SHORT PROBLEM >> Count how many lines of the items below contain the word "gray", matching case exactly. Reply with the number alone.

------ EXERCISE MATERIALS ------

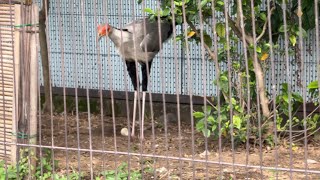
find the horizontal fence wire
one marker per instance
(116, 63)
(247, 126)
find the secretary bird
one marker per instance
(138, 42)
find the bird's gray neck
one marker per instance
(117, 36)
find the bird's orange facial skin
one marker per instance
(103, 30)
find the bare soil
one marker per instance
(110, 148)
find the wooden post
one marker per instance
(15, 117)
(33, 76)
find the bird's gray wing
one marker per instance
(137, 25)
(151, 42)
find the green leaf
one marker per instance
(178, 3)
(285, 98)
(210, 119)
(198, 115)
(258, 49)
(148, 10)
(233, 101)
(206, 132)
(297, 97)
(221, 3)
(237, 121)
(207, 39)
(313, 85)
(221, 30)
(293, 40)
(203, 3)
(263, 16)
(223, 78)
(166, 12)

------
------ EXERCISE MATERIALS ------

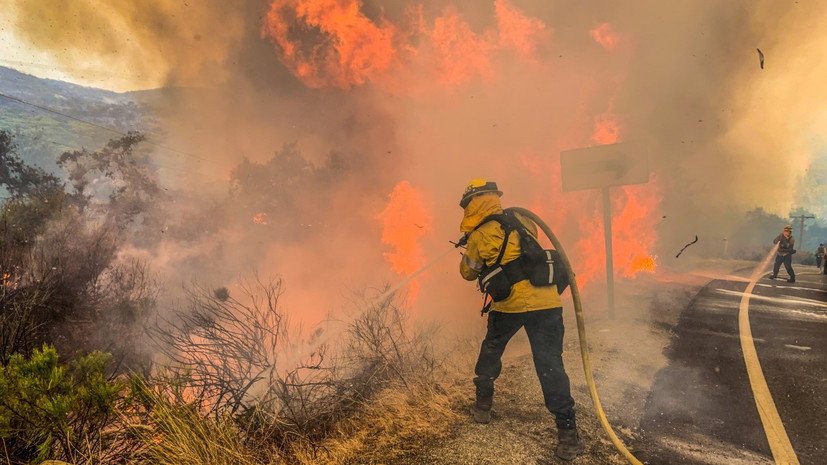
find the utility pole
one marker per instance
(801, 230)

------

PROBLEM SOLUTION >> 2